Task prompt => Here the job is to transcribe the data exactly while omitting the images.

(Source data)
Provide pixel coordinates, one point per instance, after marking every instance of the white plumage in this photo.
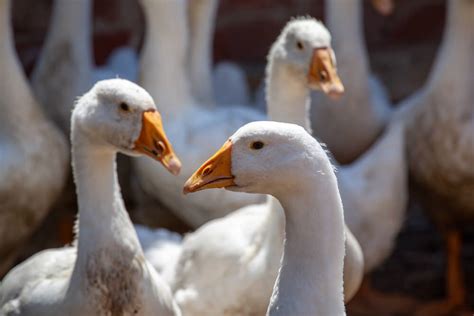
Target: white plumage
(33, 153)
(105, 272)
(194, 130)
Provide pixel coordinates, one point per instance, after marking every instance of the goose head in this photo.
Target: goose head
(121, 116)
(304, 47)
(261, 157)
(384, 7)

Answer to the exercise =>
Provide pixel coordinates, one point per instance, after marking every instance of the white plumage in this photo.
Target: white plumage
(33, 153)
(105, 272)
(194, 130)
Provide pixel coordinates, one point per instance, after marking every instance of the goose head in this photo.
Target: goose head
(121, 116)
(304, 47)
(261, 157)
(384, 7)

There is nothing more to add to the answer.